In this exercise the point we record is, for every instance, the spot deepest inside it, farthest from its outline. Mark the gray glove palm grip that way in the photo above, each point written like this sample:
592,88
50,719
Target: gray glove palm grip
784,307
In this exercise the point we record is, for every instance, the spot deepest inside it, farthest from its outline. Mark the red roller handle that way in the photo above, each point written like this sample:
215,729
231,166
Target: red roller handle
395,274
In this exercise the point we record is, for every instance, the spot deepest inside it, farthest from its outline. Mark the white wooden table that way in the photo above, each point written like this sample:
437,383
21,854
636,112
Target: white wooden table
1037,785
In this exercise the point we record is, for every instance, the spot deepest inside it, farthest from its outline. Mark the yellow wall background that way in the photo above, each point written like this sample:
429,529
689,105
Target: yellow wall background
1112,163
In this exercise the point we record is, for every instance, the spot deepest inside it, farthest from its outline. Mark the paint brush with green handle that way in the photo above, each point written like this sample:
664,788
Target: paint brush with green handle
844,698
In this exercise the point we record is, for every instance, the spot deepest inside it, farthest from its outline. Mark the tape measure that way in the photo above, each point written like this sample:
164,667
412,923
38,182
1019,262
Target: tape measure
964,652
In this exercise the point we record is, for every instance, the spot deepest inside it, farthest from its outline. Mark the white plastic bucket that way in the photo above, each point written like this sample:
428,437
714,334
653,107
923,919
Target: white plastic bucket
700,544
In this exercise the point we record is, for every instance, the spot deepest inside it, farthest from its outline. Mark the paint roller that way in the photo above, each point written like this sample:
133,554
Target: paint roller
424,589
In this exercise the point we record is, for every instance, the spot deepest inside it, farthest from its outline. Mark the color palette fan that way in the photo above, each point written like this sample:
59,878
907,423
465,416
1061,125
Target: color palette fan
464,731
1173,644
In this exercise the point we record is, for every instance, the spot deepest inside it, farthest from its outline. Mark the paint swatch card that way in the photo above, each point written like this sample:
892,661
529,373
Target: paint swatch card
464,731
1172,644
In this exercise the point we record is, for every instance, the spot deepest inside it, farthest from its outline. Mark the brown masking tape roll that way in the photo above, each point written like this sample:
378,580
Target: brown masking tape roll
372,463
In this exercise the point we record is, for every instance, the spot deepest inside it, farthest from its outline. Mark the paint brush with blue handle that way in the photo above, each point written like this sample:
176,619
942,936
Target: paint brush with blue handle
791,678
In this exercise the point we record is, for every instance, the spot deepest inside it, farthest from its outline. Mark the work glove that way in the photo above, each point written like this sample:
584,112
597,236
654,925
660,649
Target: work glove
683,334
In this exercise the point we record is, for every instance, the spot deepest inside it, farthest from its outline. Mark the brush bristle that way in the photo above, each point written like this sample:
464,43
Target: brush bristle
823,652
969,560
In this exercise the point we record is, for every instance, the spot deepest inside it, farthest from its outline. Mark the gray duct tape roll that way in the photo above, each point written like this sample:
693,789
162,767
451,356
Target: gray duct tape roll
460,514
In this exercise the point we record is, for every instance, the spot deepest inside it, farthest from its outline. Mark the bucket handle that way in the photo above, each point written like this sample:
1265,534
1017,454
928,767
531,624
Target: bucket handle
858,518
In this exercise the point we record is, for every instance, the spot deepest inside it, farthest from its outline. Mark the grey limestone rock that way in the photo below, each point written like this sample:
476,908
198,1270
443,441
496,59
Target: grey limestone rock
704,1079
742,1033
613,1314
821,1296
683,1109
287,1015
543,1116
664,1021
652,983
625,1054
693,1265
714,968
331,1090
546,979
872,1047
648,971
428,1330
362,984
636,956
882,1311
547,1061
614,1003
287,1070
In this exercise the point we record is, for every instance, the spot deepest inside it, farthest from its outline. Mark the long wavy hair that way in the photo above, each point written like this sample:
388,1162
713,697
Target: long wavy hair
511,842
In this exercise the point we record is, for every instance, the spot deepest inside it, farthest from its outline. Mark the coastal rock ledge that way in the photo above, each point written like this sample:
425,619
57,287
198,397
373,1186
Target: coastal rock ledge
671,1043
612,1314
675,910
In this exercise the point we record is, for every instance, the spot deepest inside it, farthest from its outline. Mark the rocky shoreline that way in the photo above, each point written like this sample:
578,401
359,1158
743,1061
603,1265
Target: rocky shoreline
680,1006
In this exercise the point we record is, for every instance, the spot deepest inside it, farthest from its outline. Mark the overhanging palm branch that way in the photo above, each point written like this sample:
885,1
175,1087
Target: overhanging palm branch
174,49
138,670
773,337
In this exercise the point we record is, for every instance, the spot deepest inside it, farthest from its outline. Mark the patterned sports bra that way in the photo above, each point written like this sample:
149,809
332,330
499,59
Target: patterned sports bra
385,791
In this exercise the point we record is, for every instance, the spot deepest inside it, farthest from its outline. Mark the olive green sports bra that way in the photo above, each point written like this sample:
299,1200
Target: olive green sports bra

________________________

_Required work_
If a line in the entries above contains "olive", report it.

_Solution to the problem_
In this exercise the point we record is, for every instance, the spot deepest inside it, farthest from its outline. Mark the olive green sports bra that way in the photo above, each point written like this sample:
Target: olive green sports bra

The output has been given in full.